# DOCUMENT TEXT
━━━━━━━━━━━━━━━━

In a book review on a new work treating the problems of immigration and Islam in Europe, a remarkable quote:
The author notes that even the prominent German philosopher Jürgen Habermas, who is an atheist, has acknowledged that "Christianity, and nothing else, is the ultimate foundation of liberty, conscience, human rights, and democracy, the benchmarks of Western civilization. To this we have no other options. We continue to nourish ourselves from this source. Everything else is postmodern chatter."Discussion question: What does it mean if an atheist says this? Presumably he doesn't believe the positive claims of Christianity any more, but he believes in the positive results of Christianity in bringing about a moral world.
A second question: Isn't it true that at least most of these things are strongly rooted in Christian teaching? I would call democracy the exception, given its pre-Christian, Greek rootsm and the fact that the Catholic Church for two thousand years preferred other forms; though the current Pope has strongly endorsed the American model.
As for Liberty: We've all read about the similarity between the Declaration of Independence and the Declaration of Arbroath of 1320, composed at a monastery, addressed to the Pope.

━━━━━━━━━━━━━━━━

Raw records
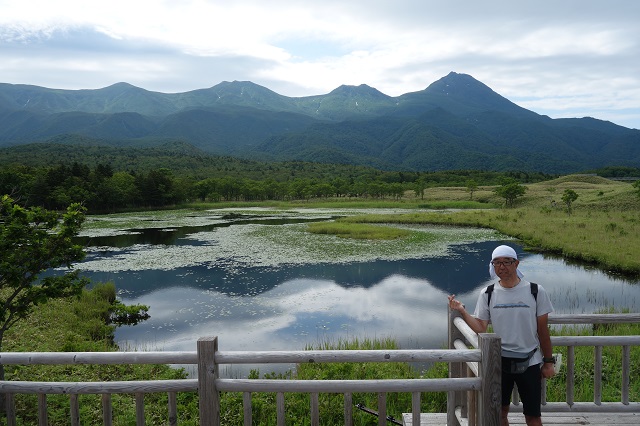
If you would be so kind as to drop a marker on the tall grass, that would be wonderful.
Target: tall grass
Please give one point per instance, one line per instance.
(607, 238)
(297, 406)
(584, 362)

━━━━━━━━━━━━━━━━

# GOALS
(1) In the post about Habermas and Christianity, why does the writer treat democracy as the exception among the values listed?
(2) According to the post about Habermas and Christianity, in what year was the Declaration of Arbroath made?
(3) Extend the post about Habermas and Christianity, starting right after its final sentence.

# TASK ANSWERS
(1) The writer calls democracy the exception because it has pre-Christian, Greek roots. The writer also notes that the Catholic Church preferred other forms of government for two thousand years.

(2) 1320.

(3)
The deeds of cruelty, massacre, violence, pillage, arson, imprisoning prelates, burning down monasteries, robbing and killing monks and nuns, and yet other outrages without number which he committed against our people, sparing neither age nor sex, religion nor rank, no one could describe nor fully imagine unless he had seen them with his own eyes.Our conscience and our ideas of human rights are chiefly the product of Christian inquiry in the Medieval period, and reactions to that in the Renaissance. Our human rights organizations, when they chide America or other Western powers for violations of the laws of war, are pointing to a field of study that arose in the Peace of God and Truce of God movements of the Middle Ages, the protection of noncombatants being their chief intent. The Geneva Conventions are rooted in nothing so much as the laws of war that Thomas Aquinas and others developed, perhaps most especially the Doctrine of Double Effect.
But from these countless evils we have been set free, by the help of Him Who though He afflicts yet heals and restores, by our most tireless Prince, King and Lord, the Lord Robert. He, that his people and his heritage might be delivered out of the hands of our enemies, met toil and fatigue, hunger and peril, like another Macabaeus or Joshua and bore them cheerfully. Him, too, divine providence, his right of succession according to or laws and customs which we shall maintain to the death, and the due consent and assent of us all have made our Prince and King. To him, as to the man by whom salvation has been wrought unto our people, we are bound both by law and by his merits that our freedom may be still maintained, and by him, come what may, we mean to stand. Yet if he should give up what he has begun, and agree to make us or our kingdom subject to the King of England or the English, we should exert ourselves at once to drive him out as our enemy and a subverter of his own rights and ours, and make some other man who was well able to defend us our King; for, as long as but a hundred of us remain alive, never will we on any conditions be brought under English rule. It is in truth not for glory, nor riches, nor honours that we are fighting, but for freedom — for that alone, which no honest man gives up but with life itself.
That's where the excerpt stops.